• **Problem to solve**
Copy the following data back line for line, with no changes.

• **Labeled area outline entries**
..............................

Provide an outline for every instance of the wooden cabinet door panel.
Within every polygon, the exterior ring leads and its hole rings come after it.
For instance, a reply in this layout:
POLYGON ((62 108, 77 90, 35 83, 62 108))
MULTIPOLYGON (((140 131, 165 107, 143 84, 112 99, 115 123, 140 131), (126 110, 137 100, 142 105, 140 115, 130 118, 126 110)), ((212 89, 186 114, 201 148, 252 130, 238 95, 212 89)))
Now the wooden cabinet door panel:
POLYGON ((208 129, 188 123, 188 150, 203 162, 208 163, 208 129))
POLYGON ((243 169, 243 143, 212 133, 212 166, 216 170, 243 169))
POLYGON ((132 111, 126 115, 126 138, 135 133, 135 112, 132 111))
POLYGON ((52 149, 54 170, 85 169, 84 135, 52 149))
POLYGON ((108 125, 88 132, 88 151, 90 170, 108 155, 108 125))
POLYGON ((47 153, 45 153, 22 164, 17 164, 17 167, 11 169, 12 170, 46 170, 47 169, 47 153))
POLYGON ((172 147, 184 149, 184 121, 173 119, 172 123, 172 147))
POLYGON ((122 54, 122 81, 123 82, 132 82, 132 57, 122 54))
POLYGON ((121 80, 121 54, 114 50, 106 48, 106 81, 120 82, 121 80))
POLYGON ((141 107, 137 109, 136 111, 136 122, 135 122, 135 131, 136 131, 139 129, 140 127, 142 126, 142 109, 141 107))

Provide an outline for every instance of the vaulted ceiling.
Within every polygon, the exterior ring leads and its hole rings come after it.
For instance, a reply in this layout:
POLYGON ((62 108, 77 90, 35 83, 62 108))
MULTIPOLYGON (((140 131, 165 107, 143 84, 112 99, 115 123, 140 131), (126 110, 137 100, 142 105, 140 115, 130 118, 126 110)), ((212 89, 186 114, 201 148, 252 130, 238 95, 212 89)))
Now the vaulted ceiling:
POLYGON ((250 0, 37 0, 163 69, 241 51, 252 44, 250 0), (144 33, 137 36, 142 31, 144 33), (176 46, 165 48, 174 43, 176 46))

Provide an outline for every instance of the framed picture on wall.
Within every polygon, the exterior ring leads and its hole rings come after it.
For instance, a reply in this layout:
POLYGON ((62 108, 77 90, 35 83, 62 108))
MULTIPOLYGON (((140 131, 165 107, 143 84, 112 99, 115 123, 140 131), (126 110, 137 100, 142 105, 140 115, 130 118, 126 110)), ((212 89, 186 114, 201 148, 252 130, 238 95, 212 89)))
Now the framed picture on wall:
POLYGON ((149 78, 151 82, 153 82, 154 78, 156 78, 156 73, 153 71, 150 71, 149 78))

..............................

• **Solution for this exercise**
Provide an outline for every instance of the wooden cabinet door panel.
Within every polygon, the exterior ring leads and its hole rings come after it.
For instance, a reply in this layout:
POLYGON ((62 108, 77 90, 35 83, 62 108))
MULTIPOLYGON (((140 131, 165 107, 143 84, 112 99, 115 123, 140 131), (126 110, 137 100, 142 105, 140 115, 130 118, 126 110)), ((212 89, 186 114, 201 148, 252 130, 238 95, 212 89)))
Now the wooden cabinet door panel:
POLYGON ((208 129, 188 123, 188 150, 203 162, 208 163, 208 129))
POLYGON ((243 169, 243 143, 212 133, 212 166, 216 170, 243 169))
POLYGON ((132 111, 126 115, 126 138, 135 133, 135 112, 132 111))
POLYGON ((52 149, 54 170, 85 169, 84 135, 52 149))
POLYGON ((108 125, 88 132, 88 151, 90 170, 108 155, 108 125))
POLYGON ((47 153, 45 153, 22 164, 17 164, 17 167, 11 169, 12 170, 46 170, 47 169, 47 153))
POLYGON ((172 147, 184 149, 184 121, 173 119, 172 123, 172 147))
POLYGON ((122 54, 122 81, 123 82, 132 82, 132 57, 122 54))
POLYGON ((121 80, 121 54, 114 50, 106 48, 106 81, 120 82, 121 80))
POLYGON ((141 107, 137 109, 136 111, 136 122, 135 122, 135 131, 136 131, 139 129, 140 127, 142 126, 142 109, 141 107))

Provide an outline for every instance of the vaulted ceiling.
Within every polygon, the exterior ring leads and its hole rings come after it.
For instance, a reply in this layout:
POLYGON ((62 108, 77 90, 35 83, 62 108))
MULTIPOLYGON (((140 131, 165 107, 143 84, 112 99, 115 123, 140 131), (126 110, 137 100, 142 105, 140 115, 130 118, 126 110)), ((212 89, 186 114, 201 148, 252 130, 238 95, 212 89)))
Now the vaulted ceiling:
POLYGON ((250 0, 37 0, 163 69, 241 51, 252 44, 250 0), (144 33, 137 36, 142 31, 144 33), (176 46, 165 48, 174 43, 176 46))

Provide an outline for every instance of the framed picture on wall.
Within every polygon, the exterior ring leads and its hole rings come after it.
For instance, a reply in this layout:
POLYGON ((62 108, 77 90, 35 83, 62 108))
MULTIPOLYGON (((140 131, 165 107, 143 84, 112 99, 115 123, 140 131), (126 110, 137 100, 142 105, 140 115, 130 118, 126 110)), ((212 89, 186 114, 201 148, 252 130, 238 95, 212 89)))
Now the framed picture on wall:
POLYGON ((149 78, 151 82, 153 82, 154 78, 156 78, 156 73, 153 71, 150 71, 149 78))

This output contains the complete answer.